Position annotation records
>>>

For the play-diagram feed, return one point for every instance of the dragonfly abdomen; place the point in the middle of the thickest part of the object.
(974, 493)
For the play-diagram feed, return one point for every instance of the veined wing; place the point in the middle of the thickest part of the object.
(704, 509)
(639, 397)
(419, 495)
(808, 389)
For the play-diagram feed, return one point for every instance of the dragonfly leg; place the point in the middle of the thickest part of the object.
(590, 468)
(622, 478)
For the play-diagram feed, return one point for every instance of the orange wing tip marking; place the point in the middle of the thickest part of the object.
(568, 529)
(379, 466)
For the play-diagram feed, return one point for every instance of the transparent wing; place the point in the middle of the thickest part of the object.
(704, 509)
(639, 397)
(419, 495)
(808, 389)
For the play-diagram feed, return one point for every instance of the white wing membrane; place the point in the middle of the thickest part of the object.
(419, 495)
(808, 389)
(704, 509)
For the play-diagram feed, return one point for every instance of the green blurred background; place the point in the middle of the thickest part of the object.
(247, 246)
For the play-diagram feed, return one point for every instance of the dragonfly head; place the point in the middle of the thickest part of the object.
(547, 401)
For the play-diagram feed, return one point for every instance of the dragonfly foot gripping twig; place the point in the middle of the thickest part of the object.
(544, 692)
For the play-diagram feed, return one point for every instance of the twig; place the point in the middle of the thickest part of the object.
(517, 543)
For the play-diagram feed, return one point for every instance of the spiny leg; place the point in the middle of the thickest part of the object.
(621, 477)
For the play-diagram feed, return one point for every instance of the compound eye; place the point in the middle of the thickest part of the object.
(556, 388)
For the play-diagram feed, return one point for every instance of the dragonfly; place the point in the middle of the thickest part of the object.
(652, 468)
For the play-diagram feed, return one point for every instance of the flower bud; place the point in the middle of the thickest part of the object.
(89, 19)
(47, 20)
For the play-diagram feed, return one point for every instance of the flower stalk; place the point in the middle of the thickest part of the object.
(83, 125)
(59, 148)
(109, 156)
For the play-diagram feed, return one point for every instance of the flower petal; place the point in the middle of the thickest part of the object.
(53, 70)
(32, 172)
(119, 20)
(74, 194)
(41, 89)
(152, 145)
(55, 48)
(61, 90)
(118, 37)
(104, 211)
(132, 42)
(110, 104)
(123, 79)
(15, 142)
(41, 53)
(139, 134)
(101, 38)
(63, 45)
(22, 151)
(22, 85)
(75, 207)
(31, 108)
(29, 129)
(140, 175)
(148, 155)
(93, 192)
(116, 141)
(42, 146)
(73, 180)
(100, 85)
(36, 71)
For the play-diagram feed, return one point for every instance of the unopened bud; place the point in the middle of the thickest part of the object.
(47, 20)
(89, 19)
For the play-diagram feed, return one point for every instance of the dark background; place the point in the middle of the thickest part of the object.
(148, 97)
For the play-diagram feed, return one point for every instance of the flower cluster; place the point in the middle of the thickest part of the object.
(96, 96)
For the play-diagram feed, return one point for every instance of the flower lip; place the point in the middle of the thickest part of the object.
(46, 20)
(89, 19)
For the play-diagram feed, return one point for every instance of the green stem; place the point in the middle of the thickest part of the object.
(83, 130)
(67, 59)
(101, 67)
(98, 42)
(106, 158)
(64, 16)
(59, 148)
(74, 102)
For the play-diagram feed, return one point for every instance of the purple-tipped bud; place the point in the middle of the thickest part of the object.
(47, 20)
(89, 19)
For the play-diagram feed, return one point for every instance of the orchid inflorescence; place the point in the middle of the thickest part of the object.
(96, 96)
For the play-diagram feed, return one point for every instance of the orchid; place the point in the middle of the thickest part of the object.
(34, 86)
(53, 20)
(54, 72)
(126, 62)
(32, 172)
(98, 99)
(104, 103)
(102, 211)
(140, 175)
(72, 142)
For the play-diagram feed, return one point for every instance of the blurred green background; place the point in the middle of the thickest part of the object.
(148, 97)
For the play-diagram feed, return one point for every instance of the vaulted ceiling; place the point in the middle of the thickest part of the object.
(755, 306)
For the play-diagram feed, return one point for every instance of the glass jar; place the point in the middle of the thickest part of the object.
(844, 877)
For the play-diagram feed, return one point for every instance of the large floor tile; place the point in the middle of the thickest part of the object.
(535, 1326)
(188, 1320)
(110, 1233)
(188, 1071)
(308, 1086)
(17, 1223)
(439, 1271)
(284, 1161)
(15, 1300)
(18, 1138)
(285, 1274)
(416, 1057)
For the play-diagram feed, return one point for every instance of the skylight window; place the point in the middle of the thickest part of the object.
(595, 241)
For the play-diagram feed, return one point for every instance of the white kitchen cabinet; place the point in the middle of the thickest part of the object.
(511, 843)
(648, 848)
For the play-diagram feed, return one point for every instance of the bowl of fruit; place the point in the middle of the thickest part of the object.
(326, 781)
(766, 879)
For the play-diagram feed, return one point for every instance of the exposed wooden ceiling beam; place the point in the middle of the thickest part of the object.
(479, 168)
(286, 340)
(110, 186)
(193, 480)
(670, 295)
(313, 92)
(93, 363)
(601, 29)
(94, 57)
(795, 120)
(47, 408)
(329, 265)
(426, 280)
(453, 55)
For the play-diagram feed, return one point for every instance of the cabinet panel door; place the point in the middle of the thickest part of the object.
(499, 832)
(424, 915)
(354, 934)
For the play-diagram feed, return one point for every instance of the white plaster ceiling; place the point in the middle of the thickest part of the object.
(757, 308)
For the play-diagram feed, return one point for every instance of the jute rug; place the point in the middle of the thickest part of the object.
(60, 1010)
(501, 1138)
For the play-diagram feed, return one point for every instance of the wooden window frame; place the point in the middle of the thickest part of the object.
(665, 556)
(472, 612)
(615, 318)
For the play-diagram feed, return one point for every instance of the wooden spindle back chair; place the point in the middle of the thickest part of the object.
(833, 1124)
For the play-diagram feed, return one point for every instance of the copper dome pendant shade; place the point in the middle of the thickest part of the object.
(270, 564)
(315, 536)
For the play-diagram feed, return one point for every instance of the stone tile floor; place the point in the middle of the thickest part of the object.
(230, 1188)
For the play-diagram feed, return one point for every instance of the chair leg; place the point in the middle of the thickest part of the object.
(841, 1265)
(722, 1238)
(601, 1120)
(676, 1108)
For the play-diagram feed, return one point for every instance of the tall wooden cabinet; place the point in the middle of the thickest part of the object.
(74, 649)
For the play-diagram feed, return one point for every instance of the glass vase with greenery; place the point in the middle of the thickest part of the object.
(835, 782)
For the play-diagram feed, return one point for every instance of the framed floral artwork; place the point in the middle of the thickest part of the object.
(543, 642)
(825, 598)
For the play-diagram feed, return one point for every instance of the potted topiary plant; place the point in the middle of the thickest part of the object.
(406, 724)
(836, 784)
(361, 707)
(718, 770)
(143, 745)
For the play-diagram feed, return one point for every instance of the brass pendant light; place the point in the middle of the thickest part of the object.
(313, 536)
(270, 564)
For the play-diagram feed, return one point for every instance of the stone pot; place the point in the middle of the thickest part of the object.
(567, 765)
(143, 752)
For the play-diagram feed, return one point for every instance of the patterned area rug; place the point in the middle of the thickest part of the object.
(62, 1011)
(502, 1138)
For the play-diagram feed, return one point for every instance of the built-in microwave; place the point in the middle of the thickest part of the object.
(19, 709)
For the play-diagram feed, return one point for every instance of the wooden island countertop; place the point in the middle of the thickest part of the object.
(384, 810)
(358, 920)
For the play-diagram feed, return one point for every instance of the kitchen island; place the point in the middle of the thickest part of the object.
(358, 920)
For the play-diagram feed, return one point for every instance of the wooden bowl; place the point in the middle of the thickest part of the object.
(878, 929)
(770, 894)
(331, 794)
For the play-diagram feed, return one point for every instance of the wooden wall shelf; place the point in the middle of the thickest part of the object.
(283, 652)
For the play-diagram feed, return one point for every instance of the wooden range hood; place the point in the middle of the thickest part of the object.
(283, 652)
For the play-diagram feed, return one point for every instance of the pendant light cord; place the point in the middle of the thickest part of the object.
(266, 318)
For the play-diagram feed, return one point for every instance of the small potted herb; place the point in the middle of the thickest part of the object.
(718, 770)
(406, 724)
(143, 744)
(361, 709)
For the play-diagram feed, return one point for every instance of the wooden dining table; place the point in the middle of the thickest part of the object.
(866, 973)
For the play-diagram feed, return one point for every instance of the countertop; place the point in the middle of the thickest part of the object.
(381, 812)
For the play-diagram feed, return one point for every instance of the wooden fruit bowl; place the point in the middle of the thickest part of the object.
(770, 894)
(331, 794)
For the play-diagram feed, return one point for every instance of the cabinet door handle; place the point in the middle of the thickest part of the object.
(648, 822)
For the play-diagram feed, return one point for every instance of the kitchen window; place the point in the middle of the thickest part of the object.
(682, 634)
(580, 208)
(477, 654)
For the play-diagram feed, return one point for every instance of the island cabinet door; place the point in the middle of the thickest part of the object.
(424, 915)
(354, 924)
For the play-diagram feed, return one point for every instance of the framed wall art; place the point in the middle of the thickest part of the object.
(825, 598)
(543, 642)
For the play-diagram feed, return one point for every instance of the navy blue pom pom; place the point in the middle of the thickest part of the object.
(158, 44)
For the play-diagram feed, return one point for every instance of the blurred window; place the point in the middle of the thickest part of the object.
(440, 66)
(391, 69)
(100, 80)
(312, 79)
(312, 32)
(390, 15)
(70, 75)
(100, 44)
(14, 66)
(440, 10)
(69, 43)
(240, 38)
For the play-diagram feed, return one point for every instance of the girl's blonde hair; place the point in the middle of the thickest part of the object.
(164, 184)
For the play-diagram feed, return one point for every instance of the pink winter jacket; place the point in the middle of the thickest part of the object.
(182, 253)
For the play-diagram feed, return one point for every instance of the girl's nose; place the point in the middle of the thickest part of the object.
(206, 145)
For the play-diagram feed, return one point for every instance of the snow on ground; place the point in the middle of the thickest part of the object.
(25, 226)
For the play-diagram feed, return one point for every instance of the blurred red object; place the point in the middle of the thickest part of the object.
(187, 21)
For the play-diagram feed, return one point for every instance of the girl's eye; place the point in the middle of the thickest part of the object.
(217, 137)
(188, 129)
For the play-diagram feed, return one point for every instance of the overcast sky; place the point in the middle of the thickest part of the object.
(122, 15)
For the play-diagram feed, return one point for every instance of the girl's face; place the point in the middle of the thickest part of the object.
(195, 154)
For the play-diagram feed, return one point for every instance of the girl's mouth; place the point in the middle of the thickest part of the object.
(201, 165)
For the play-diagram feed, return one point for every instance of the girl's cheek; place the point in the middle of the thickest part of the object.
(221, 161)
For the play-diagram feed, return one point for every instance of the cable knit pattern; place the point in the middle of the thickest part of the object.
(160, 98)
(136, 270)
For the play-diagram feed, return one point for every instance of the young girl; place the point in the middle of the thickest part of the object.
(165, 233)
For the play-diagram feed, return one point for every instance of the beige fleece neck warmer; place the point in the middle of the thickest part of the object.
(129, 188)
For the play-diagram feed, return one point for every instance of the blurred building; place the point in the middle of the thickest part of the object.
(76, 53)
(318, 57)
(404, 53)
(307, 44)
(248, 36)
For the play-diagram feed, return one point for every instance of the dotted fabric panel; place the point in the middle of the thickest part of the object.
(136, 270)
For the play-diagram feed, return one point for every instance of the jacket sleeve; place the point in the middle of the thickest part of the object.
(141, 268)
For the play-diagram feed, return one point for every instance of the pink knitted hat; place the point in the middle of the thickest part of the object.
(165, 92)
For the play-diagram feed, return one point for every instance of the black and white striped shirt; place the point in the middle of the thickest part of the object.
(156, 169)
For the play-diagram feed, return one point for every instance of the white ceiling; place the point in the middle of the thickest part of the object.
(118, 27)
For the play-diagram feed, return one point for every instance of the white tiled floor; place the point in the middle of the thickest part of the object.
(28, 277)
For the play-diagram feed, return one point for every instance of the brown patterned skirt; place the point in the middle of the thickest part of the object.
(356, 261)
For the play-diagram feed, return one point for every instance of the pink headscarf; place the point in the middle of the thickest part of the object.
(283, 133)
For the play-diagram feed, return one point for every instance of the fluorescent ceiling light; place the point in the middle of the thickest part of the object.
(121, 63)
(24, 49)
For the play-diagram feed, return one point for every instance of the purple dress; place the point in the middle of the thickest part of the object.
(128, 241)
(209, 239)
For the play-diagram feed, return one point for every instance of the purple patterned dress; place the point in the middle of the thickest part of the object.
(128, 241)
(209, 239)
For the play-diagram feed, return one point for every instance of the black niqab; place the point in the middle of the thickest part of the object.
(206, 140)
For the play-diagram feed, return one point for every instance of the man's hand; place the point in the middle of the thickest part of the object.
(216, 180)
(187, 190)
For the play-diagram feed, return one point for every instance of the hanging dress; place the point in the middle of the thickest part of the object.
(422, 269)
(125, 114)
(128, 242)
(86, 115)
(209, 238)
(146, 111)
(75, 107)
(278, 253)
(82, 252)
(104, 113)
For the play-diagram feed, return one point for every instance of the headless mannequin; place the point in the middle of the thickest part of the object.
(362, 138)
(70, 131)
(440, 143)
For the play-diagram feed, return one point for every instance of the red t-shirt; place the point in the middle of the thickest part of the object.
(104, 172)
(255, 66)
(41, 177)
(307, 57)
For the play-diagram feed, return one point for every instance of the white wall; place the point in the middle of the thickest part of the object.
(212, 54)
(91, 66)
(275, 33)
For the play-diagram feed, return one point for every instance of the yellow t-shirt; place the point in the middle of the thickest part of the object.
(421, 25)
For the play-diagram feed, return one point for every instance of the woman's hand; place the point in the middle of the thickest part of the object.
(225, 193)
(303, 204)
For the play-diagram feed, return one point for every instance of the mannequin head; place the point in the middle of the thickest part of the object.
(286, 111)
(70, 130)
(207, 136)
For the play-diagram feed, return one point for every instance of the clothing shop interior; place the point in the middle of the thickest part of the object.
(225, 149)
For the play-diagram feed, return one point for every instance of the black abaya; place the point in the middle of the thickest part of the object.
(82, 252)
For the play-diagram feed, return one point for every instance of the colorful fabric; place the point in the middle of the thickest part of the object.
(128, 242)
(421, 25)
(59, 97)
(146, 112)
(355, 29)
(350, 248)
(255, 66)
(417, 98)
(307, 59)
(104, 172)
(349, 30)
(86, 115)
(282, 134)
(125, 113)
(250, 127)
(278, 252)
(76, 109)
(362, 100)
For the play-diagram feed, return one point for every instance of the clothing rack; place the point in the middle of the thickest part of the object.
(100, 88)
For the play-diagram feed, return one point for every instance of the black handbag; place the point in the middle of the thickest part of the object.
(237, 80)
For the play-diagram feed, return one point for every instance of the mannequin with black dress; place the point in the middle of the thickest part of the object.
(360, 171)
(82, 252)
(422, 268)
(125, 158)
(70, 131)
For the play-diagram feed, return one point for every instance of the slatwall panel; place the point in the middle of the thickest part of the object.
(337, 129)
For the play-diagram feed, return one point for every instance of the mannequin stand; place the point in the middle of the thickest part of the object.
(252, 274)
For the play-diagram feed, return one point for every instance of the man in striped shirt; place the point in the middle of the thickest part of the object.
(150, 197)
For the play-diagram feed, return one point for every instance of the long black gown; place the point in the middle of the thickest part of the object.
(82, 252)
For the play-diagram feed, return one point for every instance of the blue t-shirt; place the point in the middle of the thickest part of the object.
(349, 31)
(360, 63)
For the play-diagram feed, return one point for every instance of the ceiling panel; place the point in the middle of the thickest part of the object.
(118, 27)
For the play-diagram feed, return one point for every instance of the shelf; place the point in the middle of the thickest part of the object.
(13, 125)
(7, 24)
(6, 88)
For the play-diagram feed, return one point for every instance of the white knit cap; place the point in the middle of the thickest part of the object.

<<<

◆ Brief:
Reproduce verbatim the stretch of the items from the line containing "of the skylight" through the line containing "(501, 1138)", including both of those lines.

◆ Response to the exercise:
For the play-diagram feed, return one point for every instance of the skylight window; place the point in the middle of the thickest part of the object.
(595, 241)
For the play-diagram feed, return one point for every instance of the white kitchen cabinet; place the point in the middle of the thickest part of the object.
(511, 843)
(648, 848)
For the play-diagram feed, return one point for every instance of the bowl of fruit; place the point in the middle of the thickest part of the object.
(326, 781)
(766, 879)
For the play-diagram feed, return one point for every instance of the exposed wooden ceiling beam; place the point in the middle of the thickest part of the object.
(479, 168)
(286, 340)
(110, 186)
(193, 480)
(670, 295)
(313, 92)
(93, 363)
(601, 29)
(94, 57)
(795, 120)
(47, 408)
(329, 265)
(426, 280)
(453, 55)
For the play-diagram feed, return one point for every instance of the cabinet panel door; place the point in the middle of the thickest part of the object.
(499, 832)
(424, 915)
(354, 934)
For the play-diagram feed, return one point for every instance of the white plaster ceiling; place the point in the middle of the thickest part of the object.
(757, 308)
For the play-diagram feed, return one point for every instance of the jute rug; place the point in the middle of the thickest part of the object.
(60, 1010)
(501, 1138)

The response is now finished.